SELECTED TEXT:
By John Sewell (former Mayor of Toronto) and Kathleen Wynne (former Premier of Ontario)
“Failed experiment” is what Premier Doug Ford calls supervised consumption sites. It’s what led to him to introduce Bill 223, the Community Care and Recovery Act, which was rushed through the Legislature in December without committee hearings so medical experts, health researchers , and community members could not tell the government what they knew about the impact of these sites.
The legislation pretends it is simply about keeping sites at least 200 meters of schools and childcare centres, but it is really intended to shut down sites. Municipalities are prohibited from applying to the federal government for exemptions to drug legislation which would allow new sites to be established. Existing sites are not permitted to relocate. Municipalities cannot ask the feds for money, nor can they support applications made by individuals for new sites.

DATA EXTRACT:

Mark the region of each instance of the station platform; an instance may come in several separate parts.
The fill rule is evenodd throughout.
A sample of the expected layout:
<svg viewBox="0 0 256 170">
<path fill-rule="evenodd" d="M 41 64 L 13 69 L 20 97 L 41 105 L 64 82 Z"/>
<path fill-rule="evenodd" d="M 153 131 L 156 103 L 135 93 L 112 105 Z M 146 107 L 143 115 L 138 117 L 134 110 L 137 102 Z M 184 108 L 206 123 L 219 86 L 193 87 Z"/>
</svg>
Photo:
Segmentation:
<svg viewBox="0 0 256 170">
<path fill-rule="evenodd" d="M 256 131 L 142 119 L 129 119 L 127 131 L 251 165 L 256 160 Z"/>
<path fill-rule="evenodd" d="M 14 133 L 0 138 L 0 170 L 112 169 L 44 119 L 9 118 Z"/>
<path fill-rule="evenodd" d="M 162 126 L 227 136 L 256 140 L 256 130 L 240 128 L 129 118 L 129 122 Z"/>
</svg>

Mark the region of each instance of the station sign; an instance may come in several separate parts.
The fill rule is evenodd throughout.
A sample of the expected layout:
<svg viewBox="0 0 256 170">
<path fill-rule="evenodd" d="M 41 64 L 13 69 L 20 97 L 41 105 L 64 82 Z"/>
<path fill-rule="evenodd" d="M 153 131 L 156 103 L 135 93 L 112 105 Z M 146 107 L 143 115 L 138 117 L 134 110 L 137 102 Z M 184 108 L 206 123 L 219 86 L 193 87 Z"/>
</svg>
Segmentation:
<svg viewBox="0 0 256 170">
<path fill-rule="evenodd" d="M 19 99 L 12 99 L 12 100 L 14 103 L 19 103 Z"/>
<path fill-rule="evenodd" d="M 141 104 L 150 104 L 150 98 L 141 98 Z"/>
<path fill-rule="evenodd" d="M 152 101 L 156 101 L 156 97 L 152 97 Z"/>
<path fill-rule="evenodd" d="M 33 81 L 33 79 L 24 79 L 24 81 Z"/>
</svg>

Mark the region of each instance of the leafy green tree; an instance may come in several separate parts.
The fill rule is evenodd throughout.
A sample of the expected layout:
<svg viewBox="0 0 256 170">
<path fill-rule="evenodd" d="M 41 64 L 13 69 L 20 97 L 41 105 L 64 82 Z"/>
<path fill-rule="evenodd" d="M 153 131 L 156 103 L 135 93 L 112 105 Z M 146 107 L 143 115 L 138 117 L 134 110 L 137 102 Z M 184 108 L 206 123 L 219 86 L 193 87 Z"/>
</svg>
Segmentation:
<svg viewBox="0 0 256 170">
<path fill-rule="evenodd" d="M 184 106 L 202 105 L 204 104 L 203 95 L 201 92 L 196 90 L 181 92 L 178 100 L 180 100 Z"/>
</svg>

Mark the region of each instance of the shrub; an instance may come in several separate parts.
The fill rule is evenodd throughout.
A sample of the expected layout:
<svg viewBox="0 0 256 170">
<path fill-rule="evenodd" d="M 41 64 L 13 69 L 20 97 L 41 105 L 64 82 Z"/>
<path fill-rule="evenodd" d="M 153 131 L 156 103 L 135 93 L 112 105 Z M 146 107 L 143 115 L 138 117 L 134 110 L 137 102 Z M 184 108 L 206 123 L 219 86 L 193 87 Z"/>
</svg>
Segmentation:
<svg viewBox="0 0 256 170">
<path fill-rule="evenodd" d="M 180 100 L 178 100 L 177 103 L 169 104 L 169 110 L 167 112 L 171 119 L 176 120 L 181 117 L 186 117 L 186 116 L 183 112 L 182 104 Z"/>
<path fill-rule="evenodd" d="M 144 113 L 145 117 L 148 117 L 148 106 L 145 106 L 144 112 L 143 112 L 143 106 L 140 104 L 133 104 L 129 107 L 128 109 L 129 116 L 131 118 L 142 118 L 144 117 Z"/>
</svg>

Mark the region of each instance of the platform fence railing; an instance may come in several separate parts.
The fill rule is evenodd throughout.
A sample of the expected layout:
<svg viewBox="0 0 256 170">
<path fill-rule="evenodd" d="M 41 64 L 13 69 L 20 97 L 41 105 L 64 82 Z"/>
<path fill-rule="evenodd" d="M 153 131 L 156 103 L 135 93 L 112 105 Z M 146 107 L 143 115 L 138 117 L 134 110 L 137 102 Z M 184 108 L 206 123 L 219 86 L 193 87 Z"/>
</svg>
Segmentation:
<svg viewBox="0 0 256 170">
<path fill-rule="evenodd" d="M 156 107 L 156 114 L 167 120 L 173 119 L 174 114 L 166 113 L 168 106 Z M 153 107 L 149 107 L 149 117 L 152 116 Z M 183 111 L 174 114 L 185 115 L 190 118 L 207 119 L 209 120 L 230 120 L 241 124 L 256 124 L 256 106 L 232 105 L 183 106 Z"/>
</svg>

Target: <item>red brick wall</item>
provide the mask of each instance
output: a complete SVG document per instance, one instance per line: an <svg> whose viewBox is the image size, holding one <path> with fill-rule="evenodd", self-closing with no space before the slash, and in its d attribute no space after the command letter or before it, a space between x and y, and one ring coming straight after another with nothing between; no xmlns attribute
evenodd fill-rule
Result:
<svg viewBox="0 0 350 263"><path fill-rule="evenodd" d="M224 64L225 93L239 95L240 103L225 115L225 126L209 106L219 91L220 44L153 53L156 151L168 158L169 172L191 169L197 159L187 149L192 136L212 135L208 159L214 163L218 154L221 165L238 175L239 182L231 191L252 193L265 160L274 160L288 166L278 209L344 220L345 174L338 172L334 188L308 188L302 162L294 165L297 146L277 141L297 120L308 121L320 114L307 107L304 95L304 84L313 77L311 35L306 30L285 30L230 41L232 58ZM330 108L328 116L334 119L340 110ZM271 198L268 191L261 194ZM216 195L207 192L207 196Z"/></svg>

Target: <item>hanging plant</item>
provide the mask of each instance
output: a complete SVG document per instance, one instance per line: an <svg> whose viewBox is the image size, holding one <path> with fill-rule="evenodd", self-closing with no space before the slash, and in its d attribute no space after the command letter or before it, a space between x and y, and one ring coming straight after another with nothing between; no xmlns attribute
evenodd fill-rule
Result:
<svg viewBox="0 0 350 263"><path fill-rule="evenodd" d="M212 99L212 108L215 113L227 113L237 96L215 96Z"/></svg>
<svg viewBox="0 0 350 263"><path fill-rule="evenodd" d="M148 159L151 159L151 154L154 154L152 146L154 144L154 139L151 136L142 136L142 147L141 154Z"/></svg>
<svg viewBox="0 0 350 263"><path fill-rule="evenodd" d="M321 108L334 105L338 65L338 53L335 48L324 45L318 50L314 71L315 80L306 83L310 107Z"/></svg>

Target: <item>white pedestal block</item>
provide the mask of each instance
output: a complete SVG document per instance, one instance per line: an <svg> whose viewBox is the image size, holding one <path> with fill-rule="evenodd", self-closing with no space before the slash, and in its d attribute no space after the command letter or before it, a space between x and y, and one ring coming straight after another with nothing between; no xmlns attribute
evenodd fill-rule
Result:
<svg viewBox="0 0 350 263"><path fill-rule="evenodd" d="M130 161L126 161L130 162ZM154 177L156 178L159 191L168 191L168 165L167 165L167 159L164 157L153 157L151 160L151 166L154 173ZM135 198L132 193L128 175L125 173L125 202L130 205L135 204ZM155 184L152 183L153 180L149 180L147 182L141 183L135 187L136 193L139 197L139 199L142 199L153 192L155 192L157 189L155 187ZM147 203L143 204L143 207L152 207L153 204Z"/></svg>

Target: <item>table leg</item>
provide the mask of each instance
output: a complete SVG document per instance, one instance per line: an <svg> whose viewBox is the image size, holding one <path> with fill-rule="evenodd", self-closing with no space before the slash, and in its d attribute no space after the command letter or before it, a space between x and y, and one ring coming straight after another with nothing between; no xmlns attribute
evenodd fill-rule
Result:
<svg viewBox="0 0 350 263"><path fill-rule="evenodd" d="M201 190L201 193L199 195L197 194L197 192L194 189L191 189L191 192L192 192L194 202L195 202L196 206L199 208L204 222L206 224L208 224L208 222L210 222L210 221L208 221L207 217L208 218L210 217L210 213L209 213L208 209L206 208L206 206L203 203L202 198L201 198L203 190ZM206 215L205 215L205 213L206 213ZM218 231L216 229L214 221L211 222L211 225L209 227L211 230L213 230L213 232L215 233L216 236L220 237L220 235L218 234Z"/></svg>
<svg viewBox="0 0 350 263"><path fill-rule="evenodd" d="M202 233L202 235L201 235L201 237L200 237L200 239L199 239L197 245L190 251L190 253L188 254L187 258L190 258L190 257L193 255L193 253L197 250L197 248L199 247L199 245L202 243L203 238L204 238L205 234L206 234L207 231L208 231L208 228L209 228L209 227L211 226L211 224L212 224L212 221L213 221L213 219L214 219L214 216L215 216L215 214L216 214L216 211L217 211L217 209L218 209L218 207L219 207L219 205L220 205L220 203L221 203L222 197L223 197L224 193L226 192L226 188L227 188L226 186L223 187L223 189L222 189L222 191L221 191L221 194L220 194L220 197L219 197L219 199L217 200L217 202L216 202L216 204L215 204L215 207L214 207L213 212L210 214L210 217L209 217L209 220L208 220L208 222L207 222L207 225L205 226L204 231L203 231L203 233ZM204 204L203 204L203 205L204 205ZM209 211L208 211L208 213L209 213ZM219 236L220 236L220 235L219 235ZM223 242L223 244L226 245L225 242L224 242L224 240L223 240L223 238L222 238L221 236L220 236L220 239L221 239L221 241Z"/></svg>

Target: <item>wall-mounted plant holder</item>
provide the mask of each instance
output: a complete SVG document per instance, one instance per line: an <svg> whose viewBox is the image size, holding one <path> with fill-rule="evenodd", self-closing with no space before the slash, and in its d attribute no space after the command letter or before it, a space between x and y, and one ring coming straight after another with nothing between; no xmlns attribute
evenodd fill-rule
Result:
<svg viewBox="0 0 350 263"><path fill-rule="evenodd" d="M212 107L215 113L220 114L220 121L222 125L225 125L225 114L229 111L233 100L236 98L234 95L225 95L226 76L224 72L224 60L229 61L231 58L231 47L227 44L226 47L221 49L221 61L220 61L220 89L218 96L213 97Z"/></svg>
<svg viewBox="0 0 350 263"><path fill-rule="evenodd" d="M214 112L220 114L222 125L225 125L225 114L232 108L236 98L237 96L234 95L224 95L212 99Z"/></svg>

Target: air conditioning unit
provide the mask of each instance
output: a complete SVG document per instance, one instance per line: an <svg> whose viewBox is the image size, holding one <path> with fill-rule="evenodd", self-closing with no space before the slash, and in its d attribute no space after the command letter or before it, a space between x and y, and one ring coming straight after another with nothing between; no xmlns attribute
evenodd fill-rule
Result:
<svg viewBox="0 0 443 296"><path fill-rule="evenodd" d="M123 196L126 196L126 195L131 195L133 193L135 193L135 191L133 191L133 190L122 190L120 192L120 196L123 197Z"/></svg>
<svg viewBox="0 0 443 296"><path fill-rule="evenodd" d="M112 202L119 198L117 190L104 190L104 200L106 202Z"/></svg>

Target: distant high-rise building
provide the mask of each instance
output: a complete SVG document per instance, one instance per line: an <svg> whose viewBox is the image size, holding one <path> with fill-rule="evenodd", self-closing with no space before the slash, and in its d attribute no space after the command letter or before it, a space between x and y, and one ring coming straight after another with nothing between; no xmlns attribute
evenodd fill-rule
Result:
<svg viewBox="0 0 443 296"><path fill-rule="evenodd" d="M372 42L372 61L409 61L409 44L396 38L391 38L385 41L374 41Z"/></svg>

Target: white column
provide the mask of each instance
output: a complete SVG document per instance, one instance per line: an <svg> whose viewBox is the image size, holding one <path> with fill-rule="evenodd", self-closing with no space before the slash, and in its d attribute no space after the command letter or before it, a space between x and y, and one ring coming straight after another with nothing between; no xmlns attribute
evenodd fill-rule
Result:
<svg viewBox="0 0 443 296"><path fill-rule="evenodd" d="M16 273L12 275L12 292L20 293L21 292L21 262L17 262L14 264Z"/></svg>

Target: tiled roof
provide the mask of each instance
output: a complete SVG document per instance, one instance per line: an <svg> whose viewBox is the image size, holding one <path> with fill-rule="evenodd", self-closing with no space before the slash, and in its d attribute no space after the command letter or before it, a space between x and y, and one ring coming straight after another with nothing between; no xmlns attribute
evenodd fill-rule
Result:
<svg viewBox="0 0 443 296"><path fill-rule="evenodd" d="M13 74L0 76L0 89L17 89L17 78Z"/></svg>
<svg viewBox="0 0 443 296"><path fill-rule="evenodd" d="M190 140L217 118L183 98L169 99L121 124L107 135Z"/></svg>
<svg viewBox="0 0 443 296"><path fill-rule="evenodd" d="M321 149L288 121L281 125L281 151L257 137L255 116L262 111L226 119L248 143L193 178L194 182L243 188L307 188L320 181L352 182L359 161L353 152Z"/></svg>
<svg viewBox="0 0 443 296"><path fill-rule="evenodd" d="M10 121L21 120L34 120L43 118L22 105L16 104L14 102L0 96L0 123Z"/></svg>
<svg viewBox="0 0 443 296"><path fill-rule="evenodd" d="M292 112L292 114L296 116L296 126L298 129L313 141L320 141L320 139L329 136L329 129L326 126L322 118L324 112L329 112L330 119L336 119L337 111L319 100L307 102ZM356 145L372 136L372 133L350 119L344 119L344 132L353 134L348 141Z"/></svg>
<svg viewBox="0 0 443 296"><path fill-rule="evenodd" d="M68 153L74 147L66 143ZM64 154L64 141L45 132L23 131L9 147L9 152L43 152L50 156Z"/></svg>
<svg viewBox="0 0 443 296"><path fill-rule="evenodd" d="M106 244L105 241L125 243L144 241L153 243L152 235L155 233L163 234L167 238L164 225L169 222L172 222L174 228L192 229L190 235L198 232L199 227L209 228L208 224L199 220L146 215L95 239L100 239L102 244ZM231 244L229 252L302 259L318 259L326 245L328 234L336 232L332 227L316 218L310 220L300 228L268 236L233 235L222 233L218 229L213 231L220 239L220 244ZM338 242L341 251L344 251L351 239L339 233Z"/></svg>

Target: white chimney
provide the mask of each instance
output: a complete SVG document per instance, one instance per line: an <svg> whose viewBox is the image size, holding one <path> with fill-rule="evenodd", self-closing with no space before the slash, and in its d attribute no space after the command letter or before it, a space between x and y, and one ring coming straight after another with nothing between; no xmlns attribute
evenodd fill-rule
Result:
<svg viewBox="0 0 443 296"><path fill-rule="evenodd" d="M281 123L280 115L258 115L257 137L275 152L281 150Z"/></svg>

TO DO: Carry on the opinion piece about Ontario's Bill 223 and supervised consumption sites, beginning right after its last sentence.

ANSWER BOX:
In Ontario there are 23 sites, and 10 will be forced to close because of the legislation. Thunder Bay with very high opioid problems, will lose its only site, and Barrie, Guelph, Kitchener, Hamilton and Ottawa will see their sites closed. Five of the 10 sites in Toronto will be forced to close.
If the government members had listened to experts they would have learned the folly of this legislation The Medical Officer of Health in Toronto would have provided her data: between March 2020 and May 2024, there were 390,000 visits to sites in Toronto, and 11,000 overdoses were reversed by the sites, saving that many individuals from death. Even with sites in Toronto, more than 500 people a year die from overdoses – none in any of the sites since they were established seven or eight years ago.
These are failed experiments? Not bloody likely. These sites have saved lives.
Other experts would have noted that more people have died of opioid overdoses in Canada than from COVID, and look at all the money governments have spent on COVID. In 2023, more than 8000 individuals, each a family member, each loved, each greatly missed, died of overdoses in Canada.
Overdose deaths declined by 67 per cent in areas close to sites after they were opened. Crime around sites is no higher, and in some cases lower, than in the rest of the city.
Only someone unwilling to look at the evidence would call this a failed experiment.
The government has decided to mobilize fear, particularly among those in the suburbs and rural areas who have little experience with supportive consumption sites or the difficult issues with opioid addiction.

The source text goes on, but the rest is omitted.